--- Start of EXTRACT TO READ ---

We are open to further discussion of these features of House Bill 133, as the revisions aim to secure fullest access to information by citizens, as well as an alternative operationalization of the burden of proof of denials resting upon government. We caution though that such deliberation should not result in the undue delay of passage of the bill. We likewise request that there be consideration of the long process of consensus building among the different stakeholders in reaching the bicam version.
Having said that, we provide preliminary comments on aspects of the changes proposed by HB 133. On the removal of all other exceptions, we note that the exceptions in the bicam bills conform to existing jurisprudence on the limits of the right to information. We expound on this in section 5 below.
On the chosen exceptions of HB 133, we submit that it as well recognized by the bicam versions that examination of records for an unlawful purpose is not allowed. Thus, in Section 9 of the bicam bills, it provides that the reason for the request shall not be used as a ground to deny the request, “unless such reason is contrary to law”. Where a government agency is in possession of substantial evidence that the examination of the information is for an unlawful purpose, we believe that it has the right, even though not expressly provided in the bicam bills, to go to court to apply for an order to allow it to prohibit access where no other exception applies.
As to “sheer or idle curiosity” as a basis of refusal of access, we disagree that it should be allowed as an exception as it is open to arbitrary interpretation. While the phrase has been mentioned in jurisprudence (Legaspi v CSC, GR 72119, 29 May 1987, quoting Subido v Ozaeta, No L-1631, 27 Feb 1948), we submit that it was not meant to identify an exception, but rather to emphasize the non-discretionary nature of the right. On the contrary, no decision of the court on access to information has dealt with the motivation of the requesting party as a consideration in the determination of the applicability of the right to information.
On the whole, while we may differ in opinion with Reps. Casiño and Colmenares on the above aspects of the bill, we look to our solidarity with them in the push for the passage of the bicam report in the 14th Congress as basis for our continued solidarity in the advocacy for the passage of a progressive Freedom of Information Act in the 15th Congress.
4. Contentious provisions in the bills by Reps. Nograles, Castelo and Romualdo
We come to the three remaining bills that were filed by Reps. Karlo Alexei B. Nograles (House Bill 59), Pedro P. Romualdo (House Bill 830), and Winston T. Castelo (House Bill 2128). These bills introduce provisions that we respectfully oppose based on reasons we discuss herein.

--- End of EXTRACT TO READ ---

● WORK INSTRUCTIONS
In the comments on the information bills, which section of the bicam bills says the reason for a request can't be used as a ground to deny it? The records that come next have nothing to do with the text.

--- Start of RECORDED INFORMATION ---

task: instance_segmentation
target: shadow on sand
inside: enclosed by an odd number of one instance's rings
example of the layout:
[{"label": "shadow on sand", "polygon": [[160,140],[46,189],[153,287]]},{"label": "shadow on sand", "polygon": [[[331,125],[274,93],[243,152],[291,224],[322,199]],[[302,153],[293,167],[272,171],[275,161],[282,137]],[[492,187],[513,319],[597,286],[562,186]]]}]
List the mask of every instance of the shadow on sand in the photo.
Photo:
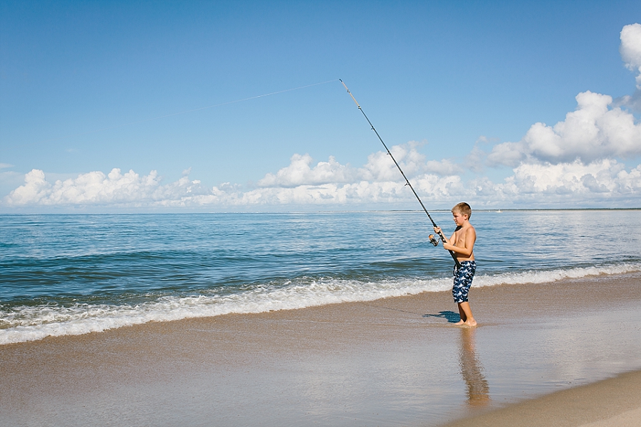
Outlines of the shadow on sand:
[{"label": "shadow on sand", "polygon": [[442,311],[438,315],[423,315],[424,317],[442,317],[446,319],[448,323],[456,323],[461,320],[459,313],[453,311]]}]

--- End of RECORDED INFORMATION ---
--- Start of RECORDED INFORMATION ---

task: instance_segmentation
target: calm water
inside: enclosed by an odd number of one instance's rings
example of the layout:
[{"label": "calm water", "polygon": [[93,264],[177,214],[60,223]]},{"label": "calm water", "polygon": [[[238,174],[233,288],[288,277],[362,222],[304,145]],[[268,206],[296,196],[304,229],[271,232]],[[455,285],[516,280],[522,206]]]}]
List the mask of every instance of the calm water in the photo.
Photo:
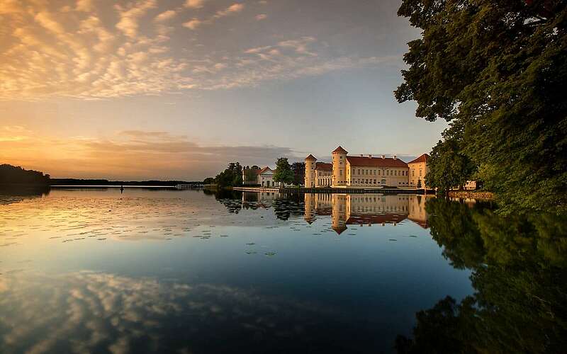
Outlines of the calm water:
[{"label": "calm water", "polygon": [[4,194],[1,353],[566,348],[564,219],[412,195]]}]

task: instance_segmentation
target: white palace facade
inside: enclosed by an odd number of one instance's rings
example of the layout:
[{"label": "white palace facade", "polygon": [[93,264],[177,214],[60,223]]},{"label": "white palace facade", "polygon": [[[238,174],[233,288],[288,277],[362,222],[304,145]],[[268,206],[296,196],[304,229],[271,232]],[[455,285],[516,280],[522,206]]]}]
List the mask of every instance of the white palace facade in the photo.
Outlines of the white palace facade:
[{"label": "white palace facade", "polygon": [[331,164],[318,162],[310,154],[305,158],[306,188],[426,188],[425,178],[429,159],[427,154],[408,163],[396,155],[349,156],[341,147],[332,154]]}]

--- End of RECORDED INFORMATION ---
--- Start of RECORDED INFORMATION ---

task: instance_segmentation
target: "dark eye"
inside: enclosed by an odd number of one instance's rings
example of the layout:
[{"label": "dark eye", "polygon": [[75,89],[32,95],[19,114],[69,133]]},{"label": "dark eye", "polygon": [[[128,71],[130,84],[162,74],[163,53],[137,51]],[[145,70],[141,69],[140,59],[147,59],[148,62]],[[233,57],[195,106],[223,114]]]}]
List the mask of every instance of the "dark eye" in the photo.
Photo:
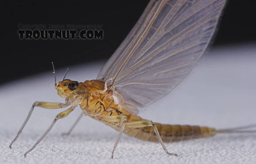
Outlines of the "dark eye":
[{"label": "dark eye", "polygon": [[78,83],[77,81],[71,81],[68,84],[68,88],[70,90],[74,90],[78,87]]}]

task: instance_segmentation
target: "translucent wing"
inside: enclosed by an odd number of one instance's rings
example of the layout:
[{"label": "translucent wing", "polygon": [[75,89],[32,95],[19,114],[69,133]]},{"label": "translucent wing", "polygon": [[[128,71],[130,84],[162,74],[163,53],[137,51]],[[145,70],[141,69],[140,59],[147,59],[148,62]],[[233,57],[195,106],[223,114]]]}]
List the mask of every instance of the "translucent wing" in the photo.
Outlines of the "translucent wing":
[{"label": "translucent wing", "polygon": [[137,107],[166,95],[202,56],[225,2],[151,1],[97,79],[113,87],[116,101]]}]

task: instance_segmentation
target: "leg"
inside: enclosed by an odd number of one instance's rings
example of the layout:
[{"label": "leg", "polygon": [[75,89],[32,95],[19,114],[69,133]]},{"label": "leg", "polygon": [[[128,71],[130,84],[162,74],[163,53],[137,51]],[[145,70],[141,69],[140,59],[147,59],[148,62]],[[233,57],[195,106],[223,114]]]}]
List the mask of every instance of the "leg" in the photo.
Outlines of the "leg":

--- End of RECORDED INFORMATION ---

● CORRECT OUTPUT
Section 9